====== Records supplied ======
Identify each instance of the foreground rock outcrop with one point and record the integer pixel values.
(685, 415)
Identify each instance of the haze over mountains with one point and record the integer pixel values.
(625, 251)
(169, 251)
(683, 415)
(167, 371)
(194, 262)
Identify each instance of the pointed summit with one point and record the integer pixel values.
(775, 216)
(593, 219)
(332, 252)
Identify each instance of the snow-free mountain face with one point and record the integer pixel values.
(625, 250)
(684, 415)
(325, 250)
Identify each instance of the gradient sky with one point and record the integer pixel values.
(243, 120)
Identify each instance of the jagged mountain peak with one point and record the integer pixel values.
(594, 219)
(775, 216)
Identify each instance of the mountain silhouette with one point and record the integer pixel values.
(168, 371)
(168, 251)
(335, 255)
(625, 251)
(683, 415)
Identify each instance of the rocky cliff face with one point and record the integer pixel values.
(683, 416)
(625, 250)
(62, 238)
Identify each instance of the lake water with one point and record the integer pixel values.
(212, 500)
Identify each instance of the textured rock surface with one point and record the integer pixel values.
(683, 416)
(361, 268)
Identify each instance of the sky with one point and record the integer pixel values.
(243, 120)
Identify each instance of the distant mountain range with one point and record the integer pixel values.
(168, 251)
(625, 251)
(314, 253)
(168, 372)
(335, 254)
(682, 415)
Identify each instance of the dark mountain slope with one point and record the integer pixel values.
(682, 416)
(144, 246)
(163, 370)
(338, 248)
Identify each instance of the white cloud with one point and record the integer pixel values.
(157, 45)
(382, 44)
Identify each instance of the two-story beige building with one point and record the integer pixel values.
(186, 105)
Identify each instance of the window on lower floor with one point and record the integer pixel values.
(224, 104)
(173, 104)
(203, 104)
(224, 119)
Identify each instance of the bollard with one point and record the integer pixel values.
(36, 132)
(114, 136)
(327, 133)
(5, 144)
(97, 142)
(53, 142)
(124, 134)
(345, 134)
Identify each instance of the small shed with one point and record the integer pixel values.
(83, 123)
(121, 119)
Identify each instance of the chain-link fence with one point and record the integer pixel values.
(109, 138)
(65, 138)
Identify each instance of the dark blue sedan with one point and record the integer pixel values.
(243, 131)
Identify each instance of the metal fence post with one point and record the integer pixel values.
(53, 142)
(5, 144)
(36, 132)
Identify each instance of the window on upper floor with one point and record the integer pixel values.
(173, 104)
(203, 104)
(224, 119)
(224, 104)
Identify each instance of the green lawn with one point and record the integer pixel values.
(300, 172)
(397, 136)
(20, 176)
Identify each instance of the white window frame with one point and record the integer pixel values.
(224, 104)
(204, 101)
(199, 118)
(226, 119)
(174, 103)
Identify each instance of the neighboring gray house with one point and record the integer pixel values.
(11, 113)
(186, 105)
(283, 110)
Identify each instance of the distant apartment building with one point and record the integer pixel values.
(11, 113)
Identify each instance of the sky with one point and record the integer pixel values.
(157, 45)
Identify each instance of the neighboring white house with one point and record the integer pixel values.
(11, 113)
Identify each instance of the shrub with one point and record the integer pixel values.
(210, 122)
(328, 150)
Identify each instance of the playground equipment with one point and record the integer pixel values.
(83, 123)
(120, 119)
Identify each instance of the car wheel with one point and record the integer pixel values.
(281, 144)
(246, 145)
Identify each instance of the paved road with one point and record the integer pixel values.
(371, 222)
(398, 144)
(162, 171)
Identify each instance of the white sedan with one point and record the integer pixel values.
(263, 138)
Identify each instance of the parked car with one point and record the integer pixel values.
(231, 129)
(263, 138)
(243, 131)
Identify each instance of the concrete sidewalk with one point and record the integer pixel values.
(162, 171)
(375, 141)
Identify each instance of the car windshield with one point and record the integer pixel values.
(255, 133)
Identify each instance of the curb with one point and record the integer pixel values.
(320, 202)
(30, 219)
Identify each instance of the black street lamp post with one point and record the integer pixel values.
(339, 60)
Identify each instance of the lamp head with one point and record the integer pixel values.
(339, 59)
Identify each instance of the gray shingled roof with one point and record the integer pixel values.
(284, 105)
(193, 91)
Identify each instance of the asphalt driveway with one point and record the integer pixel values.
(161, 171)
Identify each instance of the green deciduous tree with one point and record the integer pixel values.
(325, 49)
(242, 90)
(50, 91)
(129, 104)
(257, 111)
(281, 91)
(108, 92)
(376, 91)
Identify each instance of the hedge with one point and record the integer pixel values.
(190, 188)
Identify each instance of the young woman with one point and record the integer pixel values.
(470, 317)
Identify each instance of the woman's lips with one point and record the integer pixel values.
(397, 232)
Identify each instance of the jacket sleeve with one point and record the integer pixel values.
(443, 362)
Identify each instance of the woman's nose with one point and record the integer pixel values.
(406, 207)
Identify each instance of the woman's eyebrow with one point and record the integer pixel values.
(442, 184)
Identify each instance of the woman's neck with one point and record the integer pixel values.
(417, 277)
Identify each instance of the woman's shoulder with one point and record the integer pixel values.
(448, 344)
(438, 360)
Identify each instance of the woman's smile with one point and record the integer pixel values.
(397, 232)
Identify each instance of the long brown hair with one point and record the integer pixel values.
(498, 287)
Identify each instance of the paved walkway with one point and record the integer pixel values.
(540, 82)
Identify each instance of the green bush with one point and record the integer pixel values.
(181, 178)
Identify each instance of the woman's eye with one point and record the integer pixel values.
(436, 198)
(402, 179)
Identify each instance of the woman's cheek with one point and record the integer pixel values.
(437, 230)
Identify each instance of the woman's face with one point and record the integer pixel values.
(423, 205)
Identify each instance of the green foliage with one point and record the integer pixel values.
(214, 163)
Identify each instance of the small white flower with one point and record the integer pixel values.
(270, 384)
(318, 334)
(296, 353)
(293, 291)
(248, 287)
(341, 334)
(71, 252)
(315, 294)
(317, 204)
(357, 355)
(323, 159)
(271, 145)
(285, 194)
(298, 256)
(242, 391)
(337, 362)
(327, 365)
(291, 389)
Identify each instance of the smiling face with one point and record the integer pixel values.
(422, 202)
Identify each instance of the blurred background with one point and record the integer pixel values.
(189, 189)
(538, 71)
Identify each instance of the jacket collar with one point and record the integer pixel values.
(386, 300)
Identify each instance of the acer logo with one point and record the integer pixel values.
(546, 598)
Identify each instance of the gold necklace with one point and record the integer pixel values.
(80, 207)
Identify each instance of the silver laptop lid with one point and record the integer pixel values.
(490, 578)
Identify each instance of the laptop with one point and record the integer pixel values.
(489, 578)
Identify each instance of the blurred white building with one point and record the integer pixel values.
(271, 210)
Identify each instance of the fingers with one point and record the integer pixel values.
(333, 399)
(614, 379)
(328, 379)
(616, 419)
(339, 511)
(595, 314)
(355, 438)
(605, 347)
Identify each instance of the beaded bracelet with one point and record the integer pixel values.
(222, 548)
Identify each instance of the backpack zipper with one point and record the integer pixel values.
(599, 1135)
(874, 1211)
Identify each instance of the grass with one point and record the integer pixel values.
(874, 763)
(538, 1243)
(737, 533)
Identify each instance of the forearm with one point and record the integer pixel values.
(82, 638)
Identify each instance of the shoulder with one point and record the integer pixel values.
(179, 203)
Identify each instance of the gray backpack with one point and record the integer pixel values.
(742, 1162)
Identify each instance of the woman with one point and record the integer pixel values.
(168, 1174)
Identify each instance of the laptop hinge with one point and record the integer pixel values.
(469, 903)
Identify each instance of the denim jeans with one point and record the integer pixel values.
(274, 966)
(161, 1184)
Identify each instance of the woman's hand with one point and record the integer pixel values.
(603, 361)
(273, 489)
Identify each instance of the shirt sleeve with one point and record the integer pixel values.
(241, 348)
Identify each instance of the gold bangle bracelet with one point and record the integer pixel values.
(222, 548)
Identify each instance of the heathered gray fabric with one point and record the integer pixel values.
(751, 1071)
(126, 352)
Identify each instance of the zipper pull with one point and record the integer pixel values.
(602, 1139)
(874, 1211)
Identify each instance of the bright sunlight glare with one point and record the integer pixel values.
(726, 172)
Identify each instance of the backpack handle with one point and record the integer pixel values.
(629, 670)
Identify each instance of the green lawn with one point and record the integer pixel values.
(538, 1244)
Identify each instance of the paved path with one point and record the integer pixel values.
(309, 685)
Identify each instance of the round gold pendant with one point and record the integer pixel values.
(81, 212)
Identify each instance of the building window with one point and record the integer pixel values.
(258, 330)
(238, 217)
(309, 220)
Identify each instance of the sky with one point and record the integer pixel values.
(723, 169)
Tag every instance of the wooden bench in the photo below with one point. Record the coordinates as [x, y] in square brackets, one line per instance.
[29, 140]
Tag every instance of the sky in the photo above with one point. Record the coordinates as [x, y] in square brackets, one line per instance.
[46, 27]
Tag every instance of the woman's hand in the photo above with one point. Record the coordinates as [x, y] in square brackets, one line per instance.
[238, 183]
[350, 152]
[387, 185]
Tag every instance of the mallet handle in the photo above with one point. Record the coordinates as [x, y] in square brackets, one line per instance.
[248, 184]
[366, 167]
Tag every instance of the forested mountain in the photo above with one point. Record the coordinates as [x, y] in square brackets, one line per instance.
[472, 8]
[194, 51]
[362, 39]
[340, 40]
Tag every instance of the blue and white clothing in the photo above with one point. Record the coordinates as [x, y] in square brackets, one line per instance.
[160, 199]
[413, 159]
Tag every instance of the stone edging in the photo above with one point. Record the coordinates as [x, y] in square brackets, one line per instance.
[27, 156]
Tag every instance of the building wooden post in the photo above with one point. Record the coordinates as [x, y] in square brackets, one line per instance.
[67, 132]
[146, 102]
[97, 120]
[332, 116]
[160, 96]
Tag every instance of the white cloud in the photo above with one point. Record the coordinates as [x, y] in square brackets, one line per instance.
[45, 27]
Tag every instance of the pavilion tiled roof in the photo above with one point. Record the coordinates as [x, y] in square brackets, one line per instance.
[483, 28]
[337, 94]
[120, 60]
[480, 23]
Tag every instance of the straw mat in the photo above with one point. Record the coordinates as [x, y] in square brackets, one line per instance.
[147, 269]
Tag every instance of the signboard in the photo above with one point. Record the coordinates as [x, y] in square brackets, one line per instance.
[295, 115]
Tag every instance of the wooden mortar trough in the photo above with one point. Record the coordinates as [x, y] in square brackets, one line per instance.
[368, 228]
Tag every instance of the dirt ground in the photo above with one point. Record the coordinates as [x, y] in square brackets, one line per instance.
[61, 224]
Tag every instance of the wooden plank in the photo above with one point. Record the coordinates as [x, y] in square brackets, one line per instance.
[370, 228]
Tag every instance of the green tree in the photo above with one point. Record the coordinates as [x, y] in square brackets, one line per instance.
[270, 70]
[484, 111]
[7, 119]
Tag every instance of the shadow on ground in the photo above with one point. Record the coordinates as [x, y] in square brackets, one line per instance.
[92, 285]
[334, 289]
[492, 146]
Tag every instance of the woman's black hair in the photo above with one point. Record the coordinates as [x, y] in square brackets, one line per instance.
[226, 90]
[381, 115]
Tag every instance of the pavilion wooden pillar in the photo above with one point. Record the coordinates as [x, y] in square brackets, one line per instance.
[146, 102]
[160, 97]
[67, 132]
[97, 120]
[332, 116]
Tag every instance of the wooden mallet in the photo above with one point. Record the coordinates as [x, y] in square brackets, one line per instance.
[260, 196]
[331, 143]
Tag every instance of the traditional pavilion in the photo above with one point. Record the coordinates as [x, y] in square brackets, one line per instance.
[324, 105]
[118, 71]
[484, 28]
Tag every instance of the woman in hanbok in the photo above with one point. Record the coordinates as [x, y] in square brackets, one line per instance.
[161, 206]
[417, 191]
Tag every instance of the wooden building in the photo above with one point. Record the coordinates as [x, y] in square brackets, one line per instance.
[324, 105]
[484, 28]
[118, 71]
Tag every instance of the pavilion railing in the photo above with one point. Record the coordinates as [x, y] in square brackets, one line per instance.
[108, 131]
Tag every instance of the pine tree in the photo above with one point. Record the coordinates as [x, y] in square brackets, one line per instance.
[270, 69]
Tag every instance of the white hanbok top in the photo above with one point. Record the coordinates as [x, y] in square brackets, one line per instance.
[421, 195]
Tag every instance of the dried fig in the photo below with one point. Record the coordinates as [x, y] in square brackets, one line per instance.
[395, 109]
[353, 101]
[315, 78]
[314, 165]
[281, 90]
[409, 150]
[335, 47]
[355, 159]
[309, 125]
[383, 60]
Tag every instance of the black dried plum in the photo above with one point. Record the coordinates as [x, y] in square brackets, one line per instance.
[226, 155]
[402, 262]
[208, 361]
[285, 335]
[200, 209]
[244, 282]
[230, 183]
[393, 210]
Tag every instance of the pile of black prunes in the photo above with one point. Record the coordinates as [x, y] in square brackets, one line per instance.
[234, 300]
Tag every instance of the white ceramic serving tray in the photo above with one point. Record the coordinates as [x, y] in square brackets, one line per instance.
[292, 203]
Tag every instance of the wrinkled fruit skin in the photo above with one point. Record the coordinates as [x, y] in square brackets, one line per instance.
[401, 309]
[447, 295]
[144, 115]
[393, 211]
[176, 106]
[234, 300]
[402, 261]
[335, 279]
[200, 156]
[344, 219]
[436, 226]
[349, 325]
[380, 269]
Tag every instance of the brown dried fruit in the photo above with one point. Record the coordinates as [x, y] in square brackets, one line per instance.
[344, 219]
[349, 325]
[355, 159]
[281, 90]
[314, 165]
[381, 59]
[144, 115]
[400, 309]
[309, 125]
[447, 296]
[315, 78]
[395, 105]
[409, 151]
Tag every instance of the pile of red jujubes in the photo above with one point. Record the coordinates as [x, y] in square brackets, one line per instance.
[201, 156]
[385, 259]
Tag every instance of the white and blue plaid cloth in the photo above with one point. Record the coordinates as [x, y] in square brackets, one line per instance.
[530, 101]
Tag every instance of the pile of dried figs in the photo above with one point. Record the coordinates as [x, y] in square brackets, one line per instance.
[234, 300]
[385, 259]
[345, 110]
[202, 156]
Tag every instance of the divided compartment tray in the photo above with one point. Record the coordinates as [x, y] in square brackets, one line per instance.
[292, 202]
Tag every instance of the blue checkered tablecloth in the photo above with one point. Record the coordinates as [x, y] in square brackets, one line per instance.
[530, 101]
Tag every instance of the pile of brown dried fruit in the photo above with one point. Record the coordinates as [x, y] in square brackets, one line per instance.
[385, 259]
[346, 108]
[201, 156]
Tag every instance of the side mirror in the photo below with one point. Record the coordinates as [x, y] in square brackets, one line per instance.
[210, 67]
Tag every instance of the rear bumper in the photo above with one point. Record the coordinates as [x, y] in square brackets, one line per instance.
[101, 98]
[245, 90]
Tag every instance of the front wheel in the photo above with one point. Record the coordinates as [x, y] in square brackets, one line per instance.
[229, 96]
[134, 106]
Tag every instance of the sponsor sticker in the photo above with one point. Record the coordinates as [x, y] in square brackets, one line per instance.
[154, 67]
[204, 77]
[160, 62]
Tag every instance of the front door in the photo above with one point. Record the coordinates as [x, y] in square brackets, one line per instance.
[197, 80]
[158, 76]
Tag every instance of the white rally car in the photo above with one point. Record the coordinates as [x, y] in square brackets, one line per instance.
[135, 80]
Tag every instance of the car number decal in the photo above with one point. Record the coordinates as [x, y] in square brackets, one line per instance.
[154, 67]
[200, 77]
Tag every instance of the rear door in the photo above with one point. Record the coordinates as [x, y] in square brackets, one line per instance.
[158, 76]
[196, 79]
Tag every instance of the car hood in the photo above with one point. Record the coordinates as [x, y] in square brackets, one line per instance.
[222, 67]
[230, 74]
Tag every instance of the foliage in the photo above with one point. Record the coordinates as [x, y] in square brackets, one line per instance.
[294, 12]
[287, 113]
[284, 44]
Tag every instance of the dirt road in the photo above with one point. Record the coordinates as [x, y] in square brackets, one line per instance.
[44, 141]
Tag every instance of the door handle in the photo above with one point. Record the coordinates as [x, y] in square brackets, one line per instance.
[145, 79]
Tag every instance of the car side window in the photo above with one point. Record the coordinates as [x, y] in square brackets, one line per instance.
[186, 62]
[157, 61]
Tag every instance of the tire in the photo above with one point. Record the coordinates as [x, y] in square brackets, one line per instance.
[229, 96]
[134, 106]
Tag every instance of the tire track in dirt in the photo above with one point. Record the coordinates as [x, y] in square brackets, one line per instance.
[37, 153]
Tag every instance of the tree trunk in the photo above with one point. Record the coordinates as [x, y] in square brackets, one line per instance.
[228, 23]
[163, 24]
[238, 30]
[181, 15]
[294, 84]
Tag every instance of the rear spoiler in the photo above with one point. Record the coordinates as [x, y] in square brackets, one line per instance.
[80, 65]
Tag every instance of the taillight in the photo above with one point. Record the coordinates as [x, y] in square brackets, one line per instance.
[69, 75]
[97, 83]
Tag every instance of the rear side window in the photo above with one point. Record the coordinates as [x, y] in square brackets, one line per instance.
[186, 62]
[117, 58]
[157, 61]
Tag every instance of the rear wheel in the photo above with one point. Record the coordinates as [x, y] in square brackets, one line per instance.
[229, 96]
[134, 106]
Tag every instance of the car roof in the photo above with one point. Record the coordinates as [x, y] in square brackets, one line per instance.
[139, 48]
======
• [Exercise]: Please let your answer be exactly the lines from the one holding "Tag every instance of the taillight" through the last line of the entries above, both ends included.

• [Answer box]:
Tag every instance of the taillight in the photo above with one point. Record the coordinates as [x, y] in square brackets, one line per instance.
[69, 75]
[97, 83]
Tag every instance of the rear side window in the photo above with one point. Record the coordinates as [x, y] in square brackets, one line per instance.
[186, 62]
[117, 58]
[157, 61]
Tag every instance of the rear wheel in the photo above with one point. Record the coordinates as [x, y] in square brackets, one line per instance.
[229, 96]
[134, 106]
Tag every instance of the car roof in the photo above with one point. Record the coordinates as [x, y] in square brackets, one line per instance.
[139, 48]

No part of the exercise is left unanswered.